__Problem to work on__
Extract the full set of records that follows, word for word.

(Named object pointing entries)

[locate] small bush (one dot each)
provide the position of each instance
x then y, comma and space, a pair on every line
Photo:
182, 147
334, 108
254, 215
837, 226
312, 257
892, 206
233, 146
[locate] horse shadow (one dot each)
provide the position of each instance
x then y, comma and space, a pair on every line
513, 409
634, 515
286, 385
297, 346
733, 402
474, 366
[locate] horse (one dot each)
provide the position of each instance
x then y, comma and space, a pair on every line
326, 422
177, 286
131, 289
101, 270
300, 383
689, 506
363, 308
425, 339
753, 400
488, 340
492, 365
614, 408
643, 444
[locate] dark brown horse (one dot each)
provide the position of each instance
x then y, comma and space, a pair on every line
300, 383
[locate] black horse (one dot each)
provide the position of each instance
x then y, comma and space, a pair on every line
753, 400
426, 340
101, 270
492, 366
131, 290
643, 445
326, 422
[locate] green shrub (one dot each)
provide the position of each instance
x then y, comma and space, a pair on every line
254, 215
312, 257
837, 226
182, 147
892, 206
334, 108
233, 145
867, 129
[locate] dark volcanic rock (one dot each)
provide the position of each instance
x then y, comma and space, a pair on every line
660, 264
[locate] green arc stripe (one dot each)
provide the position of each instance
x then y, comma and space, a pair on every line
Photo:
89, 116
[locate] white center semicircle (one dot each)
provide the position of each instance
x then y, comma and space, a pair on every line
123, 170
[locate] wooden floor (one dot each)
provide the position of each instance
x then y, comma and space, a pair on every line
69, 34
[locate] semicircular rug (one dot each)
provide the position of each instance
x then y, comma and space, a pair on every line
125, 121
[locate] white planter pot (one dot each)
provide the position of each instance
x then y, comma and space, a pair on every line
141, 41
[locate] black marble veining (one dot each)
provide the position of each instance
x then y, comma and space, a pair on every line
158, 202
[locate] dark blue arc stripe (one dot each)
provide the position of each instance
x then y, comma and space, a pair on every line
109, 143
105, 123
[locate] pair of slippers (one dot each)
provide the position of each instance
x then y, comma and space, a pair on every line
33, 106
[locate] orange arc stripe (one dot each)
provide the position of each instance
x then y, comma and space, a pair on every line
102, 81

__Answer to the task__
[locate] small bush (one dot each)
provide the position of each instance
x then y, comma and space, a pair on every line
Photo:
182, 147
334, 108
254, 215
837, 226
312, 257
892, 206
233, 146
[locate] horse shadow (one dot each)
provide the position of each instance
x then y, comma and space, a pair on every line
513, 409
634, 515
286, 385
297, 346
733, 402
474, 366
[locate] horse (one dot each)
provide the position of each instance
x then y, comma and space, a pair on every line
326, 422
177, 286
131, 289
101, 270
300, 383
689, 506
363, 308
425, 339
753, 400
488, 340
492, 365
614, 408
643, 444
[locate] dark brown horse (one dot each)
provide the position of each instance
x then y, comma and space, a pair on every line
300, 383
[locate] black horse (one dot each)
provide the position of each instance
x then y, comma and space, a pair on every line
753, 400
426, 340
101, 270
492, 366
131, 290
643, 445
326, 422
[locate] green shrub (one dot each)
provide the position of each instance
x then y, comma and space, a pair on every line
254, 215
312, 257
837, 226
182, 147
892, 206
334, 108
233, 145
867, 129
[locate] dark volcanic rock (one dot each)
provide the position of each instance
x then y, comma and space, a pair on every line
660, 264
[locate] green arc stripe (one dot each)
provide the position of each instance
x then y, comma and space, a pair on every line
Photo:
89, 116
[locate] white center semicircle (one dot each)
provide the position of each instance
x then y, comma and space, a pair on every line
123, 170
[locate] wooden floor (one dot each)
provide the position of each instance
x then y, comma and space, a pair on every line
69, 34
[locate] semicircular rug (one dot each)
provide the position of each instance
x then y, comma and space, a pair on every line
125, 121
[locate] white planter pot (one dot each)
provide the position of each instance
x then y, comma and space, a pair on every line
141, 41
[locate] black marble veining (one dot each)
provide the position of each instance
x then y, comma and space, a pair on every line
158, 202
[locate] dark blue arc stripe (one dot each)
provide the position of each instance
x then y, comma and space, a pair on every line
109, 143
105, 123
[locate] pair of slippers (one dot each)
provide the position of each instance
x then y, comma and space, a pair on every line
33, 106
[locate] orange arc stripe (one dot each)
provide the position of each instance
x then y, comma and space, a pair on every line
102, 81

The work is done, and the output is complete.